**Instruções**
A – Traduza para o inglês a seguinte frase do texto sobre os irmãos Villas-Bôas: "Rondon esteve à frente da instituição desde sua criação até 1930."
B – Transcreva fielmente a passagem do texto sobre os irmãos Villas-Bôas que vai de "Folhinha: Conheça os" a "os pesquisadores indígenas.".

Folhinha: Conheça os Irmãos Villas-Bôas, que se 'infiltraram' em expedição e mudaram pensamento sobre indígenas

Por Emerson Souza, editor de Tv Indígena Brasil e entrevistado da folhinha. 


A convite da Assessoria da FFLCH (Faculdade de Filosofia Letras e Ciências Humanas da Universidade de São Paulo) fui convidado para falar um pouco sobre a vida dos irmão Villas Boas, embora seja polemica, foi preciso refletir sobre o momento atual e o passado dos irmãos frente as questões indígenas. Neste sentido a reportagem e o que enviei são importantes para compreender a matéria como um todo. 

Segue as questões que enviei e a reportagem publicada na folhinha do dia 09/03/2023. Importante também pensar que 2023 é o ano que Luiz Inácio Lula da Silva toma posse em seu terceiro mandado e como os jornalistas e grupos de comunicação de massa olham para os pesquisadores indígenas. 

Veja as perguntas na integra e compare com o link da materia: 

1- O que foi a Expedição Roncador-Xingu e por que ela foi organizada?

R: A década de 1940 era permeada pela presença de uma política indigenista que chamamos de Serviço de Proteção ao Índios, criada em 1910.

O serviço de proteção aos Índios teve até a década de 1940 a presença de inúmeras figuras que posso destacar aqui Marechal Rondon como forte protagonista do modelo até então adotado., diga-se positivista. Rondon esteve à frente da instituição desde sua criação até 1930.

**Conteúdo do material**
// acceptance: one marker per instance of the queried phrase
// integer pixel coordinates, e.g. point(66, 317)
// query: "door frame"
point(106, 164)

**Soluções completas**
A – Rondon headed the institution from its creation until 1930.

B –
Folhinha: Conheça os Irmãos Villas-Bôas, que se 'infiltraram' em expedição e mudaram pensamento sobre indígenas

Por Emerson Souza, editor de Tv Indígena Brasil e entrevistado da folhinha. 


A convite da Assessoria da FFLCH (Faculdade de Filosofia Letras e Ciências Humanas da Universidade de São Paulo) fui convidado para falar um pouco sobre a vida dos irmão Villas Boas, embora seja polemica, foi preciso refletir sobre o momento atual e o passado dos irmãos frente as questões indígenas. Neste sentido a reportagem e o que enviei são importantes para compreender a matéria como um todo. 

Segue as questões que enviei e a reportagem publicada na folhinha do dia 09/03/2023. Importante também pensar que 2023 é o ano que Luiz Inácio Lula da Silva toma posse em seu terceiro mandado e como os jornalistas e grupos de comunicação de massa olham para os pesquisadores indígenas.